++++ Stored data
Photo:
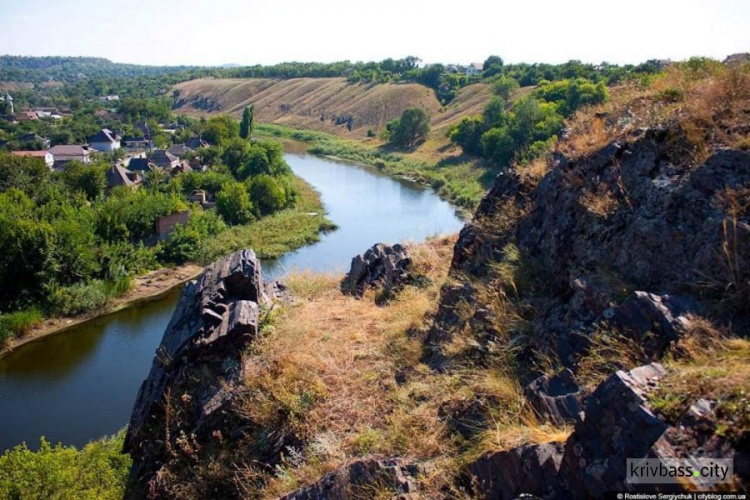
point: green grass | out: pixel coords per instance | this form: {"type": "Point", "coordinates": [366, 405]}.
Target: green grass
{"type": "Point", "coordinates": [458, 180]}
{"type": "Point", "coordinates": [18, 324]}
{"type": "Point", "coordinates": [98, 471]}
{"type": "Point", "coordinates": [274, 235]}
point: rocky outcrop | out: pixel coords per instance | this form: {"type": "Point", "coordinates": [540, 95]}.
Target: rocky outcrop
{"type": "Point", "coordinates": [556, 399]}
{"type": "Point", "coordinates": [198, 367]}
{"type": "Point", "coordinates": [505, 475]}
{"type": "Point", "coordinates": [393, 478]}
{"type": "Point", "coordinates": [618, 424]}
{"type": "Point", "coordinates": [382, 265]}
{"type": "Point", "coordinates": [629, 238]}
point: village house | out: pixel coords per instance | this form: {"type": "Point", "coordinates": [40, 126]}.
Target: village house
{"type": "Point", "coordinates": [166, 225]}
{"type": "Point", "coordinates": [105, 141]}
{"type": "Point", "coordinates": [136, 143]}
{"type": "Point", "coordinates": [119, 176]}
{"type": "Point", "coordinates": [34, 138]}
{"type": "Point", "coordinates": [49, 160]}
{"type": "Point", "coordinates": [140, 165]}
{"type": "Point", "coordinates": [65, 153]}
{"type": "Point", "coordinates": [196, 143]}
{"type": "Point", "coordinates": [474, 69]}
{"type": "Point", "coordinates": [179, 150]}
{"type": "Point", "coordinates": [163, 159]}
{"type": "Point", "coordinates": [25, 116]}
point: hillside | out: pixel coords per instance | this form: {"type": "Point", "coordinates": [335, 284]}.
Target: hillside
{"type": "Point", "coordinates": [326, 104]}
{"type": "Point", "coordinates": [593, 311]}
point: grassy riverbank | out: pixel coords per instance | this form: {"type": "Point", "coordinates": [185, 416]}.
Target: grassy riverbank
{"type": "Point", "coordinates": [458, 179]}
{"type": "Point", "coordinates": [269, 236]}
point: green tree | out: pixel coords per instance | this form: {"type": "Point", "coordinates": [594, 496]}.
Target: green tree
{"type": "Point", "coordinates": [504, 87]}
{"type": "Point", "coordinates": [267, 194]}
{"type": "Point", "coordinates": [413, 126]}
{"type": "Point", "coordinates": [87, 179]}
{"type": "Point", "coordinates": [492, 66]}
{"type": "Point", "coordinates": [246, 126]}
{"type": "Point", "coordinates": [234, 205]}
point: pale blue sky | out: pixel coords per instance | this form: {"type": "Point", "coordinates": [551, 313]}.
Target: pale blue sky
{"type": "Point", "coordinates": [215, 32]}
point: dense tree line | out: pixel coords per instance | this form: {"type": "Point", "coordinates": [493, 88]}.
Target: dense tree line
{"type": "Point", "coordinates": [527, 128]}
{"type": "Point", "coordinates": [70, 243]}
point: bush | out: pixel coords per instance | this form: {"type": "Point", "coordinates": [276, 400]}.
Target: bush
{"type": "Point", "coordinates": [98, 471]}
{"type": "Point", "coordinates": [233, 204]}
{"type": "Point", "coordinates": [79, 298]}
{"type": "Point", "coordinates": [18, 324]}
{"type": "Point", "coordinates": [412, 127]}
{"type": "Point", "coordinates": [267, 194]}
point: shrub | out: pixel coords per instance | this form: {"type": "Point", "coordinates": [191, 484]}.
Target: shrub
{"type": "Point", "coordinates": [233, 204]}
{"type": "Point", "coordinates": [413, 126]}
{"type": "Point", "coordinates": [99, 471]}
{"type": "Point", "coordinates": [671, 95]}
{"type": "Point", "coordinates": [79, 298]}
{"type": "Point", "coordinates": [17, 324]}
{"type": "Point", "coordinates": [267, 194]}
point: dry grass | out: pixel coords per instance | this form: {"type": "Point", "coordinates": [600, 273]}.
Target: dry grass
{"type": "Point", "coordinates": [706, 104]}
{"type": "Point", "coordinates": [346, 374]}
{"type": "Point", "coordinates": [721, 374]}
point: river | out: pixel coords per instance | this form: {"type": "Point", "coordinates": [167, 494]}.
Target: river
{"type": "Point", "coordinates": [81, 384]}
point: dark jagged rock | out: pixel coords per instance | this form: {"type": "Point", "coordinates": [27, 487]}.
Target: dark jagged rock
{"type": "Point", "coordinates": [664, 225]}
{"type": "Point", "coordinates": [505, 475]}
{"type": "Point", "coordinates": [557, 399]}
{"type": "Point", "coordinates": [198, 365]}
{"type": "Point", "coordinates": [382, 265]}
{"type": "Point", "coordinates": [646, 313]}
{"type": "Point", "coordinates": [363, 479]}
{"type": "Point", "coordinates": [618, 424]}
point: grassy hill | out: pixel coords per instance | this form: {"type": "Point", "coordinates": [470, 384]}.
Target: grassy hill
{"type": "Point", "coordinates": [326, 104]}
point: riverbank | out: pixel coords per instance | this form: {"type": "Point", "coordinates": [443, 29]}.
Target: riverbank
{"type": "Point", "coordinates": [149, 287]}
{"type": "Point", "coordinates": [270, 237]}
{"type": "Point", "coordinates": [455, 178]}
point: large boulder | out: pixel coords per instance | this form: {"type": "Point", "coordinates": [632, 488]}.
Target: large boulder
{"type": "Point", "coordinates": [556, 399]}
{"type": "Point", "coordinates": [505, 475]}
{"type": "Point", "coordinates": [366, 478]}
{"type": "Point", "coordinates": [381, 265]}
{"type": "Point", "coordinates": [618, 424]}
{"type": "Point", "coordinates": [198, 366]}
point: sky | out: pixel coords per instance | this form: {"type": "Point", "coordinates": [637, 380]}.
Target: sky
{"type": "Point", "coordinates": [216, 32]}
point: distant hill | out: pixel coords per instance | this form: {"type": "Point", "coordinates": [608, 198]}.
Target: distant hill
{"type": "Point", "coordinates": [326, 104]}
{"type": "Point", "coordinates": [70, 69]}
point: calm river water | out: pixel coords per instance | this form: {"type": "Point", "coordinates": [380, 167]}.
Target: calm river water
{"type": "Point", "coordinates": [78, 385]}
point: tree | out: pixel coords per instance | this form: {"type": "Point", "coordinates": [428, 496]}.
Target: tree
{"type": "Point", "coordinates": [90, 180]}
{"type": "Point", "coordinates": [236, 154]}
{"type": "Point", "coordinates": [233, 204]}
{"type": "Point", "coordinates": [413, 125]}
{"type": "Point", "coordinates": [492, 66]}
{"type": "Point", "coordinates": [504, 87]}
{"type": "Point", "coordinates": [267, 194]}
{"type": "Point", "coordinates": [246, 127]}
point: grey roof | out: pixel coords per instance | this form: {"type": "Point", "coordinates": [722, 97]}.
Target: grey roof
{"type": "Point", "coordinates": [162, 158]}
{"type": "Point", "coordinates": [68, 150]}
{"type": "Point", "coordinates": [179, 149]}
{"type": "Point", "coordinates": [196, 142]}
{"type": "Point", "coordinates": [118, 176]}
{"type": "Point", "coordinates": [139, 165]}
{"type": "Point", "coordinates": [105, 135]}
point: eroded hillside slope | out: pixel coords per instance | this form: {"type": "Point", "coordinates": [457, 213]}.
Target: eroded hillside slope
{"type": "Point", "coordinates": [594, 310]}
{"type": "Point", "coordinates": [326, 104]}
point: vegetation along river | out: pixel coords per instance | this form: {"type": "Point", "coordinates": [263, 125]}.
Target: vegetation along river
{"type": "Point", "coordinates": [81, 384]}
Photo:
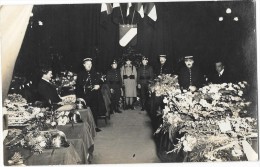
++++++++
What the task requires:
Identify each line in the material that contains the word "vegetation", matching case exactly, and copy those lines.

Result of this exercise:
point: vegetation along river | out: pixel coords per instance | this form: {"type": "Point", "coordinates": [263, 125]}.
Target: vegetation along river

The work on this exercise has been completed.